# Passage provided

────────────────

First of all I want to thank everyone, who contributes to this list.
It's one of the best lists I know of.

The response time is so quick and the quality of the answer are really
great  ...  thank you really much. 

In the meantime I found a solution myself:

        let s:lnr=line(".")
        let s:image=getline(s:lnr)
        while (strlen(s:image) != 0)                             
                let s:lnr=s:lnr+1
                let s:image=getline(s:lnr)
        endwhile

Compared to your suggested solutions it's not that good (but anyway I'm
poud of myself ;-)

I'm not that familiar with the global commands yet, maybe I have to
read the documentation again.


 >>> Benji Fisher <[EMAIL PROTECTED]> 01.06.2006 14:41:38 >>>
> On Thu, Jun 01, 2006 at 01:43:48PM +0200, Johannes Schwarz wrote:
> > Hello,
> > 
> > I'm trying to write my first vim-plugin, but I got stucked.
> > 
> > I managed to execute an external command, which gives me back a
list of
> > filenames.
> > One filename per line.
> > 
> > For each of the filenames I want to execute another command. 
> > I tried it with code:
> > 
> > let line=getline(".")
> > while (strlen(line)!=0)
> > "do sth. here -- construct the external command and so on
> > j
> > let line=getline(".")
> > endwhile
> 
> Remember that a vim script (including a plugin) is a list of
> commands in Command-Line (Ex) mode, not Normal mode. So that j means
> :j[oin], not "move the cursor down one line." If you change "j" to
"+"

────────────────

Region outline entries
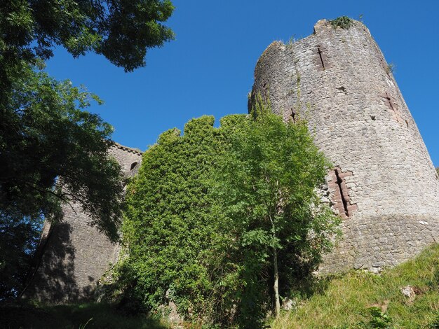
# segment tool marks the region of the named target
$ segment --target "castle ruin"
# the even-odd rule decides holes
[[[135,174],[142,153],[115,143],[109,150],[128,177]],[[93,296],[96,284],[118,259],[121,246],[95,227],[78,204],[62,206],[60,223],[44,223],[35,265],[24,297],[51,303]]]
[[[327,200],[343,237],[323,272],[396,265],[439,241],[439,177],[391,70],[368,29],[320,20],[313,34],[273,42],[259,58],[249,101],[260,94],[285,120],[306,120],[334,164]],[[119,144],[112,153],[133,174],[141,153]],[[118,245],[65,208],[45,226],[39,264],[26,295],[51,302],[90,296]]]
[[[439,241],[439,177],[391,69],[363,24],[325,20],[256,66],[249,109],[260,94],[284,120],[306,120],[335,166],[343,238],[324,272],[396,265]]]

────────────────

# Your objective
Answer these about the vim mailing-list message:
(a) In the quoted first post, what does the external command give back?
(b) According to the reply, in which mode are the commands of a vim script run?
(c) What does the writer say they are not yet familiar with?
The region outline entries are separate material that has no connection to the vim mailing-list message.

# Final result
(a) A list of filenames, one filename per line.
(b) Command-Line (Ex) mode, not Normal mode.
(c) The global commands.